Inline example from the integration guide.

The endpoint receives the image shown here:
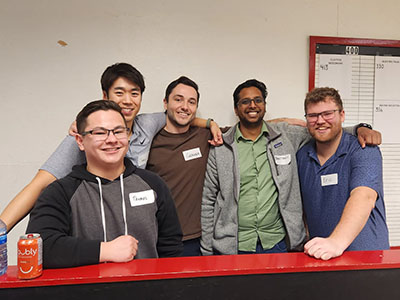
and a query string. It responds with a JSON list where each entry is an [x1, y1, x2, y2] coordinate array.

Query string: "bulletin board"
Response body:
[[309, 36, 400, 246]]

#### TASK STATEMENT
Update every record by rewriting its lines with "endpoint" changed to "service" and everything else left as it is. Leave the pictures out.

#### RESULT
Inline example from the integration guide.

The service receives the image shown here:
and a query string. It responds with a JSON list where each entry is an [x1, y1, x2, y2] coordinate array.

Query string: "bulletin board"
Response body:
[[309, 36, 400, 246]]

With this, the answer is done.